§ GIVEN REQUEST
Write out all of the lines below, exactly and completely.

-------- STORED DATA --------

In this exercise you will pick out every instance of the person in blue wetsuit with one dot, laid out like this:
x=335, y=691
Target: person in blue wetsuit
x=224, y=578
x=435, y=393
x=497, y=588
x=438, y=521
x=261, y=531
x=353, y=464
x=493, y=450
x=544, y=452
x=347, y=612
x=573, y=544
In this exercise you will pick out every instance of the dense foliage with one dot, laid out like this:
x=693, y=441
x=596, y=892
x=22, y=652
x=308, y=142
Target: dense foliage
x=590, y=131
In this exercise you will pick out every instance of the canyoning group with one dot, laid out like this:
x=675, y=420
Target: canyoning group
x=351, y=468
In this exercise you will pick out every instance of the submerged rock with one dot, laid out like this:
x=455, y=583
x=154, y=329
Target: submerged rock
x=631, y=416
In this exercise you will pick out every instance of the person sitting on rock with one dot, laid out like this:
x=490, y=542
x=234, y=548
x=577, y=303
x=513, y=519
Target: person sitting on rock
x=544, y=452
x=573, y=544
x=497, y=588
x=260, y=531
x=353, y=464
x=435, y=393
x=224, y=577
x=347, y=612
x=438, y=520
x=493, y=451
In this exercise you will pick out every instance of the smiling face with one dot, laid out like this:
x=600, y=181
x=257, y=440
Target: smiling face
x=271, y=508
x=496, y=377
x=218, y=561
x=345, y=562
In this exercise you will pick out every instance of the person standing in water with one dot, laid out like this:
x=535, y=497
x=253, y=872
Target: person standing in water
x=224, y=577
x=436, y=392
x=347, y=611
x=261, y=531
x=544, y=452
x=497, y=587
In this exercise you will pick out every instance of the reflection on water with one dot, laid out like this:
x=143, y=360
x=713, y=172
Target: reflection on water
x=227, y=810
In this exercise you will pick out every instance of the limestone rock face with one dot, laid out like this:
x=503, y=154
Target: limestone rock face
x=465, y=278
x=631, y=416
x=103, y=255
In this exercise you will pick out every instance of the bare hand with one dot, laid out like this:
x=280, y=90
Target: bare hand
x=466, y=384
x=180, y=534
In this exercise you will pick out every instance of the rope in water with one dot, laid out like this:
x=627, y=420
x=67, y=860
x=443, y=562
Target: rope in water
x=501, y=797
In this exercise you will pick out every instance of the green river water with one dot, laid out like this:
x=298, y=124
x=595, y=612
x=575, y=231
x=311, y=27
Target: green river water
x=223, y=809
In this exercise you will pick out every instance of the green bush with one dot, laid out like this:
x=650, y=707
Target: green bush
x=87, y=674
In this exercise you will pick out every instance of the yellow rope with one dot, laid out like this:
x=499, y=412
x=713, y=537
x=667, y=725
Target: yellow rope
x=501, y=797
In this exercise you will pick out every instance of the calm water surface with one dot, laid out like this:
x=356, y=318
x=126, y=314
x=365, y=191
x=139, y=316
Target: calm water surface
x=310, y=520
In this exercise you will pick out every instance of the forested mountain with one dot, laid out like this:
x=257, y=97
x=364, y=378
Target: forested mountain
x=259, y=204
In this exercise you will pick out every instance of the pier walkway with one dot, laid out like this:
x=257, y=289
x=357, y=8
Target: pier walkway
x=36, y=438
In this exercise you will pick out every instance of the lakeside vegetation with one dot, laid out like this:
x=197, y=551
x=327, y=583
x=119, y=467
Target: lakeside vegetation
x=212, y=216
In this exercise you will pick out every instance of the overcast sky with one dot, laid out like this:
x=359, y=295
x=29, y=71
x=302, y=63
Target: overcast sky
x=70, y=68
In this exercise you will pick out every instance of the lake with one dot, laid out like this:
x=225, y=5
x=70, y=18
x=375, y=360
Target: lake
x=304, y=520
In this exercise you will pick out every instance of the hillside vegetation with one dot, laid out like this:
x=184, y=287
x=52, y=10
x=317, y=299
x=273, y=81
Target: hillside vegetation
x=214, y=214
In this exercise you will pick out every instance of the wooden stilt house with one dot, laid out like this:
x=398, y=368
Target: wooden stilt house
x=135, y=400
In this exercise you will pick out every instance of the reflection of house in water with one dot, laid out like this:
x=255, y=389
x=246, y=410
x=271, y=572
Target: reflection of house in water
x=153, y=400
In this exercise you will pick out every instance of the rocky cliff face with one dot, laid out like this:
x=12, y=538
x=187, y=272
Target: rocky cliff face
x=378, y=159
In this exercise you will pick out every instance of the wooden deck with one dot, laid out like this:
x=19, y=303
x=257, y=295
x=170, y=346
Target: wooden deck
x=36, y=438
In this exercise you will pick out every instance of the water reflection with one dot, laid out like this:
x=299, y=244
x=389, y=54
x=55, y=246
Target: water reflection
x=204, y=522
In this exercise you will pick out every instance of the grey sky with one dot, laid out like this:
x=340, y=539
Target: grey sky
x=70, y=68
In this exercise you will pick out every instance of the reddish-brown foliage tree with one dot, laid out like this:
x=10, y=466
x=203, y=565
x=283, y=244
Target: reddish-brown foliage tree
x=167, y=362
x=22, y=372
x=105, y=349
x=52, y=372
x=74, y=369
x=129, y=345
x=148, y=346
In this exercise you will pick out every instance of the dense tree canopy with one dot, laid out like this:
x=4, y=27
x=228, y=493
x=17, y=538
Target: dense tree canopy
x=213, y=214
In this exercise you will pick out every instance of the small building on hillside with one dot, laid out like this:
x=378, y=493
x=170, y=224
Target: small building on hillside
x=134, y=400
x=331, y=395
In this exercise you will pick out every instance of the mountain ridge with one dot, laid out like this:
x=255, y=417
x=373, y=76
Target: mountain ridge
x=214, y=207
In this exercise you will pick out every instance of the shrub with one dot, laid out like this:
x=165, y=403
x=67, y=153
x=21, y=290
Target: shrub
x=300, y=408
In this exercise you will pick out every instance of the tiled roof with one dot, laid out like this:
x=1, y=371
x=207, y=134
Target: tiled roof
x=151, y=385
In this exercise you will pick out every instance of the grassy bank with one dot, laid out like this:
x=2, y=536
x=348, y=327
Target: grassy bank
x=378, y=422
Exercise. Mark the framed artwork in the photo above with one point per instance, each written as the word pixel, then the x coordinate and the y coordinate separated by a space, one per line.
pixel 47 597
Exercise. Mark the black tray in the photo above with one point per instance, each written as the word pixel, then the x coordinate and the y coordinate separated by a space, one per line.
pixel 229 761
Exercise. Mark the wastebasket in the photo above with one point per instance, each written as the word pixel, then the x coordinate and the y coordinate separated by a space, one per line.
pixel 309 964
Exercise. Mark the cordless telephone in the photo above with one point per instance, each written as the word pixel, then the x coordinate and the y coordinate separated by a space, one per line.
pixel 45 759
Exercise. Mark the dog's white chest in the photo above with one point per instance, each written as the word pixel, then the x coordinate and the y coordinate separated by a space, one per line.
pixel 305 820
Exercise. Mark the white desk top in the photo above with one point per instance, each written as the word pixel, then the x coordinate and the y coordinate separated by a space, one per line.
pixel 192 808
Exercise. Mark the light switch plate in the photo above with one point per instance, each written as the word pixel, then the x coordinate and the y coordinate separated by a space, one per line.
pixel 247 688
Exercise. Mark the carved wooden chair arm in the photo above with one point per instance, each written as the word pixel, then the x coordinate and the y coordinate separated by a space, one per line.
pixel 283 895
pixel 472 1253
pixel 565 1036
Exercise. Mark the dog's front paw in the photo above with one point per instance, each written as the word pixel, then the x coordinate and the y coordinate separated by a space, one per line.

--------

§ TASK OUTPUT
In this exercise you will pick out every instance of the person in blue wetsuit with one dot, laid out like this:
x=335, y=691
Target: person in blue wetsuit
x=224, y=578
x=435, y=393
x=497, y=588
x=438, y=521
x=261, y=531
x=353, y=464
x=493, y=450
x=544, y=452
x=347, y=612
x=573, y=544
In this exercise you will pick out every instance of the dense foliage with one dot, laid out like this:
x=693, y=441
x=596, y=892
x=22, y=652
x=308, y=142
Target: dense foliage
x=590, y=131
In this exercise you will pick out every instance of the canyoning group with one dot, laid out like this:
x=675, y=420
Target: canyoning group
x=351, y=468
In this exercise you will pick out every instance of the submerged rock with one dot, laid out like this:
x=455, y=583
x=154, y=329
Target: submerged rock
x=631, y=416
In this exercise you will pick out every instance of the person sitting on rock with one dot, laid out like this:
x=490, y=542
x=234, y=548
x=577, y=303
x=513, y=519
Target: person sitting on rock
x=544, y=452
x=573, y=544
x=497, y=588
x=260, y=531
x=353, y=464
x=435, y=393
x=224, y=577
x=347, y=612
x=438, y=520
x=493, y=451
In this exercise you will pick out every instance of the smiling face with one dot, laid out like this:
x=600, y=181
x=257, y=440
Target: smiling face
x=271, y=508
x=496, y=377
x=218, y=561
x=345, y=562
In this exercise you will pick out every instance of the person standing in water with one dot, laid out like this:
x=535, y=497
x=253, y=872
Target: person standing in water
x=224, y=577
x=436, y=392
x=347, y=611
x=261, y=531
x=544, y=452
x=497, y=587
In this exercise you will pick out every instance of the reflection on water with one dot, laid out like this:
x=143, y=360
x=713, y=172
Target: reflection on water
x=227, y=810
In this exercise you will pick out every instance of the limestone rock face with one dot, laid out like this:
x=503, y=154
Target: limestone rock face
x=465, y=278
x=631, y=416
x=103, y=255
In this exercise you will pick out every instance of the bare hand with one dot, laid out like this:
x=280, y=90
Target: bare hand
x=466, y=384
x=180, y=534
In this exercise you will pick out every instance of the rope in water with one dot, laid out like this:
x=627, y=420
x=67, y=860
x=443, y=562
Target: rope in water
x=501, y=797
In this exercise you will pick out every instance of the green river water with one dot, laid out like this:
x=298, y=124
x=595, y=612
x=575, y=231
x=311, y=27
Target: green river water
x=223, y=809
In this exercise you will pick out every instance of the green bush with one dot, laid out like this:
x=650, y=707
Target: green bush
x=87, y=674
In this exercise you will pick out every instance of the yellow rope with one dot, laid out like this:
x=499, y=412
x=713, y=537
x=667, y=725
Target: yellow rope
x=501, y=797
In this exercise you will pick out every instance of the calm water surface with one dot, laid out like this:
x=356, y=318
x=126, y=314
x=365, y=191
x=139, y=316
Target: calm water surface
x=310, y=520
In this exercise you will pick out every instance of the forested mountain with one dot, laid out like this:
x=257, y=97
x=364, y=378
Target: forested mountain
x=259, y=204
In this exercise you will pick out every instance of the pier walkway with one dot, laid out like this:
x=257, y=289
x=357, y=8
Target: pier walkway
x=36, y=438
In this exercise you will pick out every instance of the lakeside vegetation with one dot, laid out like this:
x=197, y=551
x=327, y=583
x=119, y=467
Target: lakeside vegetation
x=212, y=216
In this exercise you will pick out every instance of the overcast sky with one dot, laid out like this:
x=359, y=295
x=29, y=71
x=302, y=63
Target: overcast sky
x=70, y=68
In this exercise you will pick out every instance of the lake with one dot, laid out like this:
x=225, y=5
x=70, y=18
x=375, y=360
Target: lake
x=304, y=520
In this exercise you will pick out every instance of the hillside vegetation with one dot, laid out like this:
x=184, y=287
x=52, y=10
x=317, y=299
x=273, y=81
Target: hillside vegetation
x=214, y=214
In this exercise you will pick out every instance of the wooden stilt house with one dot, laid out like this:
x=398, y=368
Target: wooden stilt house
x=135, y=400
In this exercise you will pick out every instance of the reflection of house in water with one dot, laid out like this:
x=255, y=389
x=246, y=410
x=271, y=572
Target: reflection of house in water
x=153, y=400
In this exercise you will pick out every instance of the rocky cliff face with one dot, laid out like this:
x=12, y=538
x=187, y=272
Target: rocky cliff face
x=378, y=159
In this exercise you will pick out every instance of the wooden deck with one dot, laid out like this:
x=19, y=303
x=257, y=295
x=170, y=346
Target: wooden deck
x=36, y=438
In this exercise you will pick out every instance of the water reflection with one dot, laid out like this:
x=299, y=244
x=389, y=54
x=55, y=246
Target: water reflection
x=204, y=522
In this exercise you will pick out every instance of the grey sky with one dot, laid out like this:
x=340, y=539
Target: grey sky
x=70, y=68
In this exercise you will pick out every instance of the reddish-brown foliage tree with one dot, laid out like this:
x=10, y=466
x=203, y=565
x=283, y=244
Target: reddish-brown foliage tree
x=167, y=362
x=22, y=372
x=105, y=349
x=52, y=372
x=74, y=369
x=129, y=345
x=148, y=346
In this exercise you will pick out every instance of the dense tree canopy with one dot, laid out like this:
x=4, y=27
x=228, y=493
x=17, y=538
Target: dense tree canopy
x=213, y=214
In this exercise you will pick out every instance of the small building on hillside with one dot, laid out like this:
x=378, y=493
x=170, y=224
Target: small building on hillside
x=134, y=400
x=331, y=395
In this exercise you will pick out every instance of the mountain ridge with one dot, laid out like this:
x=255, y=417
x=373, y=76
Target: mountain ridge
x=214, y=207
In this exercise you will pick out every instance of the shrub with one dot, laid out like this:
x=165, y=403
x=67, y=153
x=21, y=290
Target: shrub
x=300, y=408
In this exercise you will pick out every instance of the tiled roof with one dot, laid out like this:
x=1, y=371
x=207, y=134
Target: tiled roof
x=151, y=385
In this exercise you will pick out every instance of the grassy bank with one dot, laid out like this:
x=2, y=536
x=348, y=327
Target: grassy bank
x=378, y=422
Exercise. Mark the framed artwork in the photo above with one point per instance, each written as the word pixel, then the x coordinate and the y coordinate separated by a space, one per line.
pixel 47 597
Exercise. Mark the black tray in the photo above with one point per instance, each written as the word pixel, then the x coordinate and the y coordinate separated by a space, one per line.
pixel 229 761
Exercise. Mark the wastebasket in the photo above with one point per instance, each written as the word pixel, then the x coordinate and the y coordinate separated by a space, one per line.
pixel 309 964
Exercise. Mark the cordless telephone in the photo above with one point per instance, each written as the word pixel, then the x coordinate and the y coordinate separated by a space, one per line.
pixel 45 759
Exercise. Mark the dog's white chest in the photo above with one point per instance, each written as the word pixel, then the x coordinate and the y coordinate separated by a space, one per line.
pixel 305 820
Exercise. Mark the white desk top in the photo above with one point per instance, each written as the word pixel, then the x coordinate and the y coordinate separated by a space, one per line.
pixel 192 808
Exercise. Mark the light switch plate in the photo above with one point per instance, each written as the word pixel, then the x coordinate and the y coordinate separated by a space, one per line.
pixel 247 688
Exercise. Mark the carved wooden chair arm in the photo above with one point per instance, each written as the word pixel, then the x coordinate and the y coordinate separated by a space, one per line.
pixel 283 895
pixel 472 1253
pixel 565 1036
Exercise. Mark the dog's front paw in the photo above with one point per instance, each written as the word pixel, then the x coordinate and the y coordinate separated by a space, one per line.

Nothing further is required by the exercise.